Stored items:
########################################
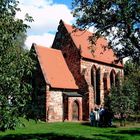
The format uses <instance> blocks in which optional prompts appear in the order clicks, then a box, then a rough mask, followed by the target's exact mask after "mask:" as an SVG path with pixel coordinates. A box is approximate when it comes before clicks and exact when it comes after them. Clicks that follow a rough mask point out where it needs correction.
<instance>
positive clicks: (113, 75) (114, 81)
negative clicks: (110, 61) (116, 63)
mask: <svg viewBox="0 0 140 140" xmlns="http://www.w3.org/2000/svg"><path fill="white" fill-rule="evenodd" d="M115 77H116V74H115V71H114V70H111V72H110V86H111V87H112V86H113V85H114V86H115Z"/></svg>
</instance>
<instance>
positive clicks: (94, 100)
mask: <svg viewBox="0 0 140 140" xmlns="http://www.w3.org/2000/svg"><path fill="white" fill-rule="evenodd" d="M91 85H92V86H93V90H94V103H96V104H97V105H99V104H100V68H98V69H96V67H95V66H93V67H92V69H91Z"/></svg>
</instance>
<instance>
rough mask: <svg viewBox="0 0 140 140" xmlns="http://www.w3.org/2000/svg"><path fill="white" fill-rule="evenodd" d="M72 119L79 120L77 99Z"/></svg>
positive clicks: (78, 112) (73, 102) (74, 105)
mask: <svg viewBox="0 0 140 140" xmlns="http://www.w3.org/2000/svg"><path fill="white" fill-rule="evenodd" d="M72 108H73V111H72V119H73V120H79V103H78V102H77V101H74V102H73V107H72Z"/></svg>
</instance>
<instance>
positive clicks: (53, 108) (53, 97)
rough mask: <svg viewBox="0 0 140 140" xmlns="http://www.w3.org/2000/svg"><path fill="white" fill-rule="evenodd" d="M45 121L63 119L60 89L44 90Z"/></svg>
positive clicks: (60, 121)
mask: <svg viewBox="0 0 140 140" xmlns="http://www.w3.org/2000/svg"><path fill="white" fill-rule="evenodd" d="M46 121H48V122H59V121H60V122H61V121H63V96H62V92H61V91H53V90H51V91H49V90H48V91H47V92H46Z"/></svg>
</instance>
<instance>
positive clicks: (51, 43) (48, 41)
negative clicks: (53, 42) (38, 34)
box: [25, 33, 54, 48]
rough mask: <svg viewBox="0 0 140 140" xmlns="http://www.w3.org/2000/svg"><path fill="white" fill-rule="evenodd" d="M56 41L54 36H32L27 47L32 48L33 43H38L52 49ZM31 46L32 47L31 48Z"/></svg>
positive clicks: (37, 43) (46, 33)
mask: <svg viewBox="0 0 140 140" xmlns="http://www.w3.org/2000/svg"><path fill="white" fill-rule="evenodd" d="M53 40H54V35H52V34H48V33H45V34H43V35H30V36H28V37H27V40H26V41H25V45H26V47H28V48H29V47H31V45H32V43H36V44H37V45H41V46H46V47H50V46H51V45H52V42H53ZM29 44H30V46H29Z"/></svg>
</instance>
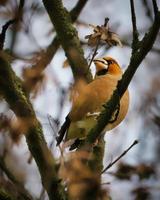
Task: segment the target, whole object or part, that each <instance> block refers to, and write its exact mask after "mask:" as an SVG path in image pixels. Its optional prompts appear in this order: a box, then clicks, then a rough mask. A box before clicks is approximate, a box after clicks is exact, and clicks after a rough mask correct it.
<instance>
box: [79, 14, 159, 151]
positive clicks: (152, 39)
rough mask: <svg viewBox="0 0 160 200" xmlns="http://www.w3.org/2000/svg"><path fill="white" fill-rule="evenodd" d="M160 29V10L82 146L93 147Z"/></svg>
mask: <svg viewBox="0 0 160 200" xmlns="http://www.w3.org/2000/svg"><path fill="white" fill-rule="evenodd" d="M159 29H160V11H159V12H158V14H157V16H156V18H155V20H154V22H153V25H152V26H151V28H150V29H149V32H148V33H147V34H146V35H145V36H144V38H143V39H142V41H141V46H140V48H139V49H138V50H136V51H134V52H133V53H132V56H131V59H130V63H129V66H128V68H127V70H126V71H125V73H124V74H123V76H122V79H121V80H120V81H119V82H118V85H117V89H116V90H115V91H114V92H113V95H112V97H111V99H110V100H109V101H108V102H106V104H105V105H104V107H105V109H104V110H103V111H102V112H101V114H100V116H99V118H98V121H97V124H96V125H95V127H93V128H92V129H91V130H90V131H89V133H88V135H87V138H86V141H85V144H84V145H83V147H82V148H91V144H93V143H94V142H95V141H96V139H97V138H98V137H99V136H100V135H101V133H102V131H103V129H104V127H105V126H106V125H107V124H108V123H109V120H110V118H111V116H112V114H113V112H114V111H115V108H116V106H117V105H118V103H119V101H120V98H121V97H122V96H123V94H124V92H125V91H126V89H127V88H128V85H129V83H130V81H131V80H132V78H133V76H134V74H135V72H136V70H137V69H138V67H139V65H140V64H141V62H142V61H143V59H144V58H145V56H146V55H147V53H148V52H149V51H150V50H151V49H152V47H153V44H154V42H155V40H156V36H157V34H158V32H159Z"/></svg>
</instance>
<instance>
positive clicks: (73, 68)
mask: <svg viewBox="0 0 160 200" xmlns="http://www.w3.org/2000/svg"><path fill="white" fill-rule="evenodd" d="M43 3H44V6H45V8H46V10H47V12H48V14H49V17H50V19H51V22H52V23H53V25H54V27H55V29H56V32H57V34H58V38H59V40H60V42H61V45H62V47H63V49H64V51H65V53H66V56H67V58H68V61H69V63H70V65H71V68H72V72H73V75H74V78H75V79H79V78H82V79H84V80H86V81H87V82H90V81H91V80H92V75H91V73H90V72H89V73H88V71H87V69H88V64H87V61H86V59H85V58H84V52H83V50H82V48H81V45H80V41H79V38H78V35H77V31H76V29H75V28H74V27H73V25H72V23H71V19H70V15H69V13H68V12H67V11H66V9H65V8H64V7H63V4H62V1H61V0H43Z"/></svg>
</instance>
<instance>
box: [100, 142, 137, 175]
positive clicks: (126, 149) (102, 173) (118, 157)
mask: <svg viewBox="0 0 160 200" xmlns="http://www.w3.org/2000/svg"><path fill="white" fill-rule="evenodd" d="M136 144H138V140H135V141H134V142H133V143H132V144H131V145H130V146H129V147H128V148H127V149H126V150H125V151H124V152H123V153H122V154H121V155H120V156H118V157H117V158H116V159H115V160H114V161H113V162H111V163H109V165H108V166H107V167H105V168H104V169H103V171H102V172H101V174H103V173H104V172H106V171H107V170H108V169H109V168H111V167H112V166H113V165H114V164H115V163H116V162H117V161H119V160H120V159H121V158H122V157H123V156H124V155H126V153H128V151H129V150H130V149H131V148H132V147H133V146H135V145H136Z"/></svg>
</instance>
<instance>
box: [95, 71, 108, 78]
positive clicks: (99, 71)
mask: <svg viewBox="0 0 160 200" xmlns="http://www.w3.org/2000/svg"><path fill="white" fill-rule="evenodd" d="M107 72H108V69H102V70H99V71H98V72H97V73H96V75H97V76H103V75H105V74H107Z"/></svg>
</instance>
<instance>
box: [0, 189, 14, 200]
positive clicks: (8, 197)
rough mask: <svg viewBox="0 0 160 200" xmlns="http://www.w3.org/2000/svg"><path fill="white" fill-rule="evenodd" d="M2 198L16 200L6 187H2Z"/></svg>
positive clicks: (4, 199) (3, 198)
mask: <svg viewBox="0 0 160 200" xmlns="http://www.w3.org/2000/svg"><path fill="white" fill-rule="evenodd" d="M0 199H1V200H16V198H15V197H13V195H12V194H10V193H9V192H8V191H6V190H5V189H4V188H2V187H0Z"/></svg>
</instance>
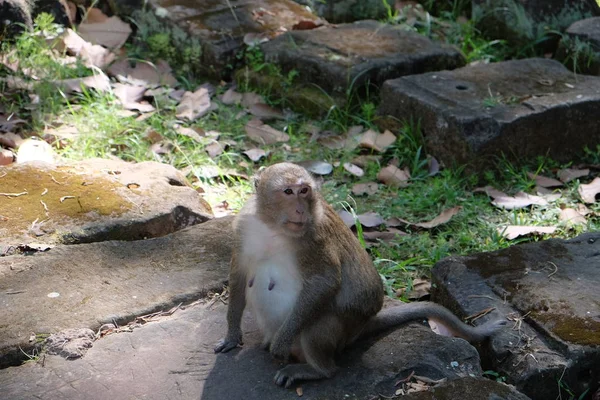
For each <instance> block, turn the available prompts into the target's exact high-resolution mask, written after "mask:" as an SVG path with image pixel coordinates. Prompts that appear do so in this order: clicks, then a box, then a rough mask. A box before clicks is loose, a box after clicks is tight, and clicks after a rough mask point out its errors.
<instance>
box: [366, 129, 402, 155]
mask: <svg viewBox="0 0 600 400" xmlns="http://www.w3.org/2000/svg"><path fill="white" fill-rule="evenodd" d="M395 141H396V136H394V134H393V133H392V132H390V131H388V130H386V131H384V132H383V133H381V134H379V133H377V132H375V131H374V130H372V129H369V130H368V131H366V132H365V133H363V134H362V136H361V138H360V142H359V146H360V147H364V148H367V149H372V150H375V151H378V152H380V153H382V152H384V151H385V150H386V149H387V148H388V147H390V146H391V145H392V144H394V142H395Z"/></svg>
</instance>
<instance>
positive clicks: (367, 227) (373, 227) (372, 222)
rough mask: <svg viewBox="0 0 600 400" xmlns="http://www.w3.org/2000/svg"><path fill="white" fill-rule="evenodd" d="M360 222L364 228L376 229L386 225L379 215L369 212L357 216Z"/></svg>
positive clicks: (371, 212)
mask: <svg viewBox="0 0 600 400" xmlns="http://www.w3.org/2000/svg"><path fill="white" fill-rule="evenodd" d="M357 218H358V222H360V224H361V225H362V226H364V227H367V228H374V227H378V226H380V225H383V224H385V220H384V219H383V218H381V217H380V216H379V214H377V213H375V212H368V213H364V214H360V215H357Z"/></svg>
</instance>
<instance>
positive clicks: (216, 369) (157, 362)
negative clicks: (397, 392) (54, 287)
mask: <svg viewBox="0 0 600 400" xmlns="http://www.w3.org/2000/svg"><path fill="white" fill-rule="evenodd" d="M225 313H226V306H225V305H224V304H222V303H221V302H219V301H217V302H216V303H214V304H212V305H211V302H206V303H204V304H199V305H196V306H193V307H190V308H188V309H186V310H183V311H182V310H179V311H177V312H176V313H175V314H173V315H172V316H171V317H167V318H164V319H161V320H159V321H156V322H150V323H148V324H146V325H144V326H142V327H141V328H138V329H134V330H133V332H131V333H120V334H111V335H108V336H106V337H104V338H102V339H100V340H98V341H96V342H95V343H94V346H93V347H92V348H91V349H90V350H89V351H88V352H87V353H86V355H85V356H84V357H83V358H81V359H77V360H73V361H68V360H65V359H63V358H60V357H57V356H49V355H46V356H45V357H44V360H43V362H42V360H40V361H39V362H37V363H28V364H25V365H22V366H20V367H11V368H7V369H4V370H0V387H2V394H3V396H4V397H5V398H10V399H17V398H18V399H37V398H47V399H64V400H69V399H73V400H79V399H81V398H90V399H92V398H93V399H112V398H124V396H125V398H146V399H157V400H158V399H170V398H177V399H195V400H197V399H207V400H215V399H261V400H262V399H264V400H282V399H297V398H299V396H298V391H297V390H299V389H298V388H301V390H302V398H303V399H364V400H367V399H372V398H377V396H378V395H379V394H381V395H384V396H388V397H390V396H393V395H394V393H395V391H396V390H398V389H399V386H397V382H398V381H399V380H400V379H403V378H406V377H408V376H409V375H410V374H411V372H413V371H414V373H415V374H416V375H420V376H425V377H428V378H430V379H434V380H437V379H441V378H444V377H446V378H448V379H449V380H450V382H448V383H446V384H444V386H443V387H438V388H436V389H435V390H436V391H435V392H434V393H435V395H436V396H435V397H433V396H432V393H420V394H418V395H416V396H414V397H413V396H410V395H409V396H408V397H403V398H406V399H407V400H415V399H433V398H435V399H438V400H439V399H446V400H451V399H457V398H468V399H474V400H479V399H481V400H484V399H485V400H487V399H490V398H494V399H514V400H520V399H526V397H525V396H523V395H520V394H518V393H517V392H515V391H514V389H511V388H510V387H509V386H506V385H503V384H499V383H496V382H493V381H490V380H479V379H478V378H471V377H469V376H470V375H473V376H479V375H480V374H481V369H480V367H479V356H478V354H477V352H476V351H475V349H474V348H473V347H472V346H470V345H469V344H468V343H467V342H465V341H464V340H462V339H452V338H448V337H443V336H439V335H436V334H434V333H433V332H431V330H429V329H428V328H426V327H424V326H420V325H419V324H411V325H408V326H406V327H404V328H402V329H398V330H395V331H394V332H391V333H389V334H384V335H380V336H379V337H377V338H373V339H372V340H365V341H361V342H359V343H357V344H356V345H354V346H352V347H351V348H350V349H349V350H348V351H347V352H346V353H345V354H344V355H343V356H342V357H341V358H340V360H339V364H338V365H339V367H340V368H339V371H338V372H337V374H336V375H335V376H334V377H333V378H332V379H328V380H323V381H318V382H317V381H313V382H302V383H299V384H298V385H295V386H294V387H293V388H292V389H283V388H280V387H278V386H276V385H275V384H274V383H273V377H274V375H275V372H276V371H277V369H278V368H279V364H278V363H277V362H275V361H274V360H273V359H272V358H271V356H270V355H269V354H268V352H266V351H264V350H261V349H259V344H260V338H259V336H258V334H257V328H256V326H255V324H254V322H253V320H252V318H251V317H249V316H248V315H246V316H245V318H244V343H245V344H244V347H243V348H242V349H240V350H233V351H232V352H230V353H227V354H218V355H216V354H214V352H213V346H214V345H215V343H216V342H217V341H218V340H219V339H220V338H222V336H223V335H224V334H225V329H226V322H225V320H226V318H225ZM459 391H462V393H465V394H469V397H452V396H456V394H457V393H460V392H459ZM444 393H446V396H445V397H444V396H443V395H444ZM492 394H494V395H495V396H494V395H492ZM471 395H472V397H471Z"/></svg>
########################################
Retype the material from its beginning through the line that contains "positive clicks: (113, 75) (114, 81)", including that line. Leave the pictures out of your answer.

**ANSWER BELOW**
The format uses <instance> blocks in which optional prompts appear in the order clicks, then a box, then a rough mask, followed by the target's exact mask after "mask:" as an SVG path with pixel coordinates. A box is approximate when it comes before clicks and exact when it comes after them. Clicks that follow a rough mask point out where it needs correction.
<instance>
positive clicks: (113, 75) (114, 81)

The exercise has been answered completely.